Given request — Copy out, unchanged, the lines below from the one containing "For every instance of the ceiling fan blade, mark" through the one containing "[[329, 94], [272, 86], [328, 118], [263, 112]]", including both.

────────────────────────────────────────

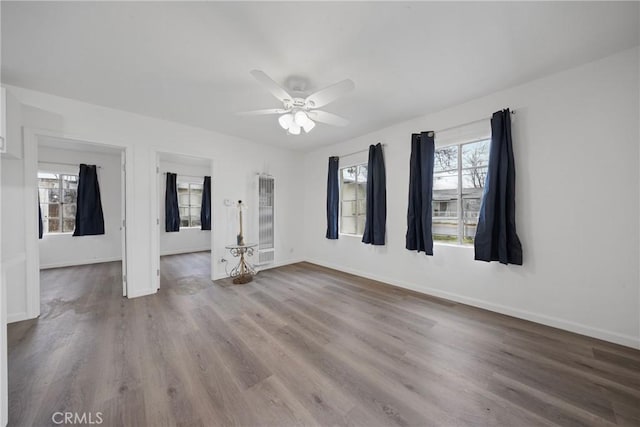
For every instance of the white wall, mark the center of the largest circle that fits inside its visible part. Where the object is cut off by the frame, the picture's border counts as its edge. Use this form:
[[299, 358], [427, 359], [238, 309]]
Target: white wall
[[236, 162], [576, 143], [187, 239], [13, 242], [60, 250]]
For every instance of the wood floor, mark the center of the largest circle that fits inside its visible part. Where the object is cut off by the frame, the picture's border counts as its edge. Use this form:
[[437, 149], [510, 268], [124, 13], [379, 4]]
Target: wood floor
[[301, 345]]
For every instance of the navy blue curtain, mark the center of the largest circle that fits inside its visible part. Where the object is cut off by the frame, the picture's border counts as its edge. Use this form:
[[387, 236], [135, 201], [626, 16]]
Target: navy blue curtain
[[496, 238], [171, 211], [40, 225], [333, 193], [205, 209], [376, 219], [419, 213], [89, 216]]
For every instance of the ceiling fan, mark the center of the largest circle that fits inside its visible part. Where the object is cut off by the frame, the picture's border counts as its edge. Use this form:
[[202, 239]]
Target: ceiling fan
[[300, 113]]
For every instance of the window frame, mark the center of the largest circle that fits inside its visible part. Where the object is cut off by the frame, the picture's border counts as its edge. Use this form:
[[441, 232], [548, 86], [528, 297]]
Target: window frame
[[460, 169], [61, 203], [189, 206], [342, 200]]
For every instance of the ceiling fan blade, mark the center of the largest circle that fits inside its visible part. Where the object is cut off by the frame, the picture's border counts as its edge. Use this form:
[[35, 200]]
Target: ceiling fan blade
[[329, 94], [272, 86], [328, 118], [263, 112]]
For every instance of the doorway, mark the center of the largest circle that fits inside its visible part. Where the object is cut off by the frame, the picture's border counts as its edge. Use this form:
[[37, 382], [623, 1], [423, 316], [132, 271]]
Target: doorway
[[57, 182], [184, 248]]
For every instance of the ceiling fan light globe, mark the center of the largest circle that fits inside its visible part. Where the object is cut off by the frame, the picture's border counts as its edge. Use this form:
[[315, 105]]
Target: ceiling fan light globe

────────────────────────────────────────

Solution for this task —
For every instance of the ceiling fan blade, mark the center of the largest circle that fits inside its visible part. Where the object is cut off by the frame, the picture's border counts as its edge. Use this form:
[[35, 200]]
Target: ceiling fan blade
[[329, 94], [272, 86], [328, 118], [263, 112]]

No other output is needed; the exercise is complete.